◆ **PROBLEM REQUIREMENTS**
Locate each line in the records below that contains the word "platform", and copy those lines out. Treat case as significant.

***** SUPPLIED MATERIAL *****

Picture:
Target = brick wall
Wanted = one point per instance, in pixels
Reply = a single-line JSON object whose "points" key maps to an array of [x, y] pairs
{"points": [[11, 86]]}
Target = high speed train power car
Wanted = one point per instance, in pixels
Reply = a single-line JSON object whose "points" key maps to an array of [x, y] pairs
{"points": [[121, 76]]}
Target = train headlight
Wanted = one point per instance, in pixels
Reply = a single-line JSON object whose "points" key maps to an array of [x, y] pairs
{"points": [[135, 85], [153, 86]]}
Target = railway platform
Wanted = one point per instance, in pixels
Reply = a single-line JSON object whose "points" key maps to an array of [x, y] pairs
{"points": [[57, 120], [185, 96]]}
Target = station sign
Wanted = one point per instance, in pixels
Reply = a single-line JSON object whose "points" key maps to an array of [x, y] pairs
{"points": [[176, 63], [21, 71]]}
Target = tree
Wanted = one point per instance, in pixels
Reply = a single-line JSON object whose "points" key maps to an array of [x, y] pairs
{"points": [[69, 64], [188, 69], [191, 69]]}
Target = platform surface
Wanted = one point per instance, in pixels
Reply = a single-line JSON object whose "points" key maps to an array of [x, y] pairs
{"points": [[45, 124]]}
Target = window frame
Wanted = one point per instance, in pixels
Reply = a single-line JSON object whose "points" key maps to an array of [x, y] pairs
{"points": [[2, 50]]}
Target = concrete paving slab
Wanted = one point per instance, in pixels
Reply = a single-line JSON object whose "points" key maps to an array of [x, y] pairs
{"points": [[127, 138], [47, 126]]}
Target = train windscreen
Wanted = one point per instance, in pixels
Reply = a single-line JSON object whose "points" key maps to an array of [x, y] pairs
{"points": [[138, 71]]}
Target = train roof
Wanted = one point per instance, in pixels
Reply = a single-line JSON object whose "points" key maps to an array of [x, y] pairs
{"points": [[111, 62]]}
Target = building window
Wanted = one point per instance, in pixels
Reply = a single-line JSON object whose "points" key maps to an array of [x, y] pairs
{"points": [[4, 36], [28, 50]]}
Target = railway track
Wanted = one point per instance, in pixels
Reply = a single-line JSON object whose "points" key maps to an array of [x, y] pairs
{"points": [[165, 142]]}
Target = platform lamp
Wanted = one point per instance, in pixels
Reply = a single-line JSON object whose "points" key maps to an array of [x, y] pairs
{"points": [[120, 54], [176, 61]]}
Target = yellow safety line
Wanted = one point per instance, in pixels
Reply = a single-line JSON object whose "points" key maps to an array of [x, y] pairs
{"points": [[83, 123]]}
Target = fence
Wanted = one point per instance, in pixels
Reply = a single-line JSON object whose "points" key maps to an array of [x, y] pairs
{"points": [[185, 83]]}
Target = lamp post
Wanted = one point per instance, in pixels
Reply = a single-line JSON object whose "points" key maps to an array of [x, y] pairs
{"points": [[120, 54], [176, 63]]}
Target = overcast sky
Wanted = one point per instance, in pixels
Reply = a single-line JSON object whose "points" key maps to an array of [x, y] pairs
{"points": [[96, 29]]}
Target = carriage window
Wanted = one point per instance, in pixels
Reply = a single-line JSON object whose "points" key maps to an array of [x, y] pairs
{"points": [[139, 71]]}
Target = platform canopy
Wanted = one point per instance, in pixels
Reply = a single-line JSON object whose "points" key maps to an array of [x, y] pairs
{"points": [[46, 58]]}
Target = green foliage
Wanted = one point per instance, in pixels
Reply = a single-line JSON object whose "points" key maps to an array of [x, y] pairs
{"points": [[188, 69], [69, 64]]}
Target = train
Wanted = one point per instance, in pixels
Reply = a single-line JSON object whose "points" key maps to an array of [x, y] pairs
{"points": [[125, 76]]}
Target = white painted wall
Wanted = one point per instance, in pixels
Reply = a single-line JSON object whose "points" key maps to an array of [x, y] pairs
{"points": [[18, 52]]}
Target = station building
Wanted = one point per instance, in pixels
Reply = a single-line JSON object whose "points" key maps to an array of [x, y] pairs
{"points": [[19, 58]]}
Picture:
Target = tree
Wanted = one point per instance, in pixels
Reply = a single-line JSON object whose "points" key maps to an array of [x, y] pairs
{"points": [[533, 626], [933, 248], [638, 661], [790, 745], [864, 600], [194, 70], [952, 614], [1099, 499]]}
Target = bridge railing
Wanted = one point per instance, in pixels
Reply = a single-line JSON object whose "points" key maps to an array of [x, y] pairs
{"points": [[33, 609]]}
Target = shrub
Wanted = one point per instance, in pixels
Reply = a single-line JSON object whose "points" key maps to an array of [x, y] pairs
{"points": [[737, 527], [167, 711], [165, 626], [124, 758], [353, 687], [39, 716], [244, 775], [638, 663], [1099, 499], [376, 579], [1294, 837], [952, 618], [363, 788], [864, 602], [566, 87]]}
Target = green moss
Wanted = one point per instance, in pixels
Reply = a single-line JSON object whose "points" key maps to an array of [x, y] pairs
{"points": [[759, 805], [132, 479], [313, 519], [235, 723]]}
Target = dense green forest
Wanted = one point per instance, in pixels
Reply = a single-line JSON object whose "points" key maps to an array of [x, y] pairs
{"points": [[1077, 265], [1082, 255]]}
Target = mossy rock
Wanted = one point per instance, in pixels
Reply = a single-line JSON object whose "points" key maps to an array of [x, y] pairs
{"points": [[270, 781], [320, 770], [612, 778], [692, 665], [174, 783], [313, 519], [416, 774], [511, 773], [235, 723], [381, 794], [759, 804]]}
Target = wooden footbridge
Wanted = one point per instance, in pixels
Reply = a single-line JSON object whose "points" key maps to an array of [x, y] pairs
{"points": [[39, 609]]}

*****
***** SUPPLIED MATERIAL *****

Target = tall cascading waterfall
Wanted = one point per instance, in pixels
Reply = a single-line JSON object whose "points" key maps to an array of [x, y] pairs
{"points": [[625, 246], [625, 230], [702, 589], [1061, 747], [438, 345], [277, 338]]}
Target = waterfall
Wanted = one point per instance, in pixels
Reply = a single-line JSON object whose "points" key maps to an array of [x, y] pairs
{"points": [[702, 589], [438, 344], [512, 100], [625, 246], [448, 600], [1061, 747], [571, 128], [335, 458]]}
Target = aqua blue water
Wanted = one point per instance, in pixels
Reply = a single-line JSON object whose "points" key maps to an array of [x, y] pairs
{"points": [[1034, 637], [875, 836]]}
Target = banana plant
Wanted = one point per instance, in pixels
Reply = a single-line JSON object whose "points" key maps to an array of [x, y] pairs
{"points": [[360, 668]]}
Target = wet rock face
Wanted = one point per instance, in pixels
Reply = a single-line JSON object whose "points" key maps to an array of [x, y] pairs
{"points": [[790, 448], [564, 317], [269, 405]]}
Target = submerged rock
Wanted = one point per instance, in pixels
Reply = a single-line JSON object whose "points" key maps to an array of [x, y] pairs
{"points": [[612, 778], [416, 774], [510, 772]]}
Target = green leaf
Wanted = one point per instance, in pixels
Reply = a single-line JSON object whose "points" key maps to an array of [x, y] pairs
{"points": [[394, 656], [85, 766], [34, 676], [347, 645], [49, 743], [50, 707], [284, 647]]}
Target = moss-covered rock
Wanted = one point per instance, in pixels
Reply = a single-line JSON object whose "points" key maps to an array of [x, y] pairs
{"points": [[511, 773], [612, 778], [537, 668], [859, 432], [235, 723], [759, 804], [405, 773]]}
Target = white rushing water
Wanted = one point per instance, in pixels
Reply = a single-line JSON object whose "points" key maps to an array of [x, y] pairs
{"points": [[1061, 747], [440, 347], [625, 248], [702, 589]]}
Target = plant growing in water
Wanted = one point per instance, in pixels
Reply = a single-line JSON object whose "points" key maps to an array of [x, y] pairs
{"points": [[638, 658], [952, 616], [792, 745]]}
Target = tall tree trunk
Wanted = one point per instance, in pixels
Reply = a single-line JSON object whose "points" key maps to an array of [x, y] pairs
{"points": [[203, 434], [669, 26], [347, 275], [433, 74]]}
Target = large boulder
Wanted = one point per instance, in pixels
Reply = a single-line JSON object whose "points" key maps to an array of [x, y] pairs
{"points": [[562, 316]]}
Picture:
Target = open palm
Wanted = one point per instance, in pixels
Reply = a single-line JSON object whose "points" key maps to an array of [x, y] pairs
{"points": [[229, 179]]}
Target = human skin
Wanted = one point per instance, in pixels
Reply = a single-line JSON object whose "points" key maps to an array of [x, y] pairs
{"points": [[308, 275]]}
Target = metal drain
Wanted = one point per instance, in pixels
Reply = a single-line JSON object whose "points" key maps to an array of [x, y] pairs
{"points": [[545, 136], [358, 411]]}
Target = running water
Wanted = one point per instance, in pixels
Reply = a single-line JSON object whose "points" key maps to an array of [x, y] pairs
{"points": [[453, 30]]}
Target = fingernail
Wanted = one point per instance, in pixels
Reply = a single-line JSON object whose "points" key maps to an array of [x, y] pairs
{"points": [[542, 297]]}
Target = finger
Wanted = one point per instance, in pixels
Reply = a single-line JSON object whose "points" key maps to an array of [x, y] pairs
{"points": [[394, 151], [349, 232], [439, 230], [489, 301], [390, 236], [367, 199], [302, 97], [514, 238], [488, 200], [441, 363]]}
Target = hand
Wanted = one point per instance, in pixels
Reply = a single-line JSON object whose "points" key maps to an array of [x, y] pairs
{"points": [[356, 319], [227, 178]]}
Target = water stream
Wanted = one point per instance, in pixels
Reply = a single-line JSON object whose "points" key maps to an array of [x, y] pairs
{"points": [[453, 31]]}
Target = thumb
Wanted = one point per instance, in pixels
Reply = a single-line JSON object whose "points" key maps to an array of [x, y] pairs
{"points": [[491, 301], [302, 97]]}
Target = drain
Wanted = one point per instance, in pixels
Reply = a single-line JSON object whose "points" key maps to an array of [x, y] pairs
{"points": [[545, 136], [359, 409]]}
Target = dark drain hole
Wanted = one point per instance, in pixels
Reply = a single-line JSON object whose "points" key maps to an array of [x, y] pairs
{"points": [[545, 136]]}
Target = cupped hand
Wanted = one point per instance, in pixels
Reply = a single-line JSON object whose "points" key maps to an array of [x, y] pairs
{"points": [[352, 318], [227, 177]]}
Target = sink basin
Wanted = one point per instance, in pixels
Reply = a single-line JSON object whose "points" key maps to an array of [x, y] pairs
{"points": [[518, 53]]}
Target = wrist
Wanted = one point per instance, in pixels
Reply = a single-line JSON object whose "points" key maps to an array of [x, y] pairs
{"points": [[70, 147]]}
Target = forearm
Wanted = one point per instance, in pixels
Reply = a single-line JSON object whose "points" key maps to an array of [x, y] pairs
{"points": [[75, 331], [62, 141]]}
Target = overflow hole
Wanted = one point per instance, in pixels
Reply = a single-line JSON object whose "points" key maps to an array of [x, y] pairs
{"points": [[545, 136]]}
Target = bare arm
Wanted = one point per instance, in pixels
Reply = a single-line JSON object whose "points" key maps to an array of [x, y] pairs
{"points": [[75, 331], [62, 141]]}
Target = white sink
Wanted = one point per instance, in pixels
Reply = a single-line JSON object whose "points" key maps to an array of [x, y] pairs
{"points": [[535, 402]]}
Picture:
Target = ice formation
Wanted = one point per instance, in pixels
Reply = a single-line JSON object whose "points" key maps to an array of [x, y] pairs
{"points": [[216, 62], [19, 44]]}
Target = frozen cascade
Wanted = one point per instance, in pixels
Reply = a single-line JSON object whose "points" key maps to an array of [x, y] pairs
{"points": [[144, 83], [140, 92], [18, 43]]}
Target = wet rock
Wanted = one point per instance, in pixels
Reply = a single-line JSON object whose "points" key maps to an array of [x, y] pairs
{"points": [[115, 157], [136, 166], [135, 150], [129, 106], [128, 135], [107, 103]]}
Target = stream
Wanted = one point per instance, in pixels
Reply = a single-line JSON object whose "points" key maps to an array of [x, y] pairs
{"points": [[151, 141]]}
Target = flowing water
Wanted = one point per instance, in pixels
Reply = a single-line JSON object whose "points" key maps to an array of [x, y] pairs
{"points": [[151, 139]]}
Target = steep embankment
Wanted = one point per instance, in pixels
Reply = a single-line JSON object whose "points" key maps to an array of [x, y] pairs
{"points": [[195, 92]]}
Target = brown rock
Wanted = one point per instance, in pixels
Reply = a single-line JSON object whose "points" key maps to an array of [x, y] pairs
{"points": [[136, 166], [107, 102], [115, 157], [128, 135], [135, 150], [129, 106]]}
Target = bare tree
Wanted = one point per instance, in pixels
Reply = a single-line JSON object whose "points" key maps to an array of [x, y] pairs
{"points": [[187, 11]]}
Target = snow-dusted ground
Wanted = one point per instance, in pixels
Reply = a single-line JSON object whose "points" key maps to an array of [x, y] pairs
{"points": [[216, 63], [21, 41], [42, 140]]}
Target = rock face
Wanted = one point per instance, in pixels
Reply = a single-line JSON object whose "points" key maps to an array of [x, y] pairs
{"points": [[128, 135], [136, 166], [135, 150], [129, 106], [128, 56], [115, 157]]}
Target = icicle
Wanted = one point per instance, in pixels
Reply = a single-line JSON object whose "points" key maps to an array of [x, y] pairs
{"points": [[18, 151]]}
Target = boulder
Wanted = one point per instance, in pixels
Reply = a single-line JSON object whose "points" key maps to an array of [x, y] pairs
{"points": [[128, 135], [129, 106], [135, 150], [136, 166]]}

*****
***** SUPPLIED MATERIAL *****

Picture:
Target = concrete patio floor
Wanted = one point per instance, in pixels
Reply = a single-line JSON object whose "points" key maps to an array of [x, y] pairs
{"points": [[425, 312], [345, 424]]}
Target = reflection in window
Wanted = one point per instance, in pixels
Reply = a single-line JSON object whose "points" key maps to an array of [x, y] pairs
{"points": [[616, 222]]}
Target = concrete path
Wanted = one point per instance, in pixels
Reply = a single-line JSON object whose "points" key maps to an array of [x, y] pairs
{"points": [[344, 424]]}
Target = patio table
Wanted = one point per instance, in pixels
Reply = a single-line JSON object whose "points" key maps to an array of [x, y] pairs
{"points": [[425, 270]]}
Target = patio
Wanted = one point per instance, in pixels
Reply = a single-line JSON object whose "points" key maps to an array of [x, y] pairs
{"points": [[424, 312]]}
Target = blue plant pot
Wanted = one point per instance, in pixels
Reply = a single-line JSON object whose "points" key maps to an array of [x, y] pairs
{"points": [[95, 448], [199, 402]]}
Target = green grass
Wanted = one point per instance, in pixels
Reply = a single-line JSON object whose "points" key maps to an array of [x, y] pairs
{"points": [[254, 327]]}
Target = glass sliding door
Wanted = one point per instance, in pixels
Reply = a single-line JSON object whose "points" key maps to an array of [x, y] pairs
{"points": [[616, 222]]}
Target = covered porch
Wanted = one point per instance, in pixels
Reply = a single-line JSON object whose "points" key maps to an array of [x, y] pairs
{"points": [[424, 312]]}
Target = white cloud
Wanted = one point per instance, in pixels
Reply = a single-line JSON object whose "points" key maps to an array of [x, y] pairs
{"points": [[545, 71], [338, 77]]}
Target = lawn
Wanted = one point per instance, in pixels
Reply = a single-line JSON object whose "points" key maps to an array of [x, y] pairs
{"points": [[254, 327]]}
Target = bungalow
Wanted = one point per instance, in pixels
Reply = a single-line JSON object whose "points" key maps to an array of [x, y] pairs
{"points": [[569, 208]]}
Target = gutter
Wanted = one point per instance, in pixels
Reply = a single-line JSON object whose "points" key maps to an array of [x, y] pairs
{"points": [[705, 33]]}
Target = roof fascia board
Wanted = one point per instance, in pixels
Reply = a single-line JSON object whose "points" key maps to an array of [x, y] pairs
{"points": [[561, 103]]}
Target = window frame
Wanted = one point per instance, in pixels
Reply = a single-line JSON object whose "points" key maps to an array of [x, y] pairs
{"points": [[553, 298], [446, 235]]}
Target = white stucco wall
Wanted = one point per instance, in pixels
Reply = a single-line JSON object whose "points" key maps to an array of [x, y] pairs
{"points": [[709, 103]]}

*****

◆ **RESULT OF THE EXERCISE**
Target = railway platform
Target = platform surface
Target = platform lamp
Target = platform canopy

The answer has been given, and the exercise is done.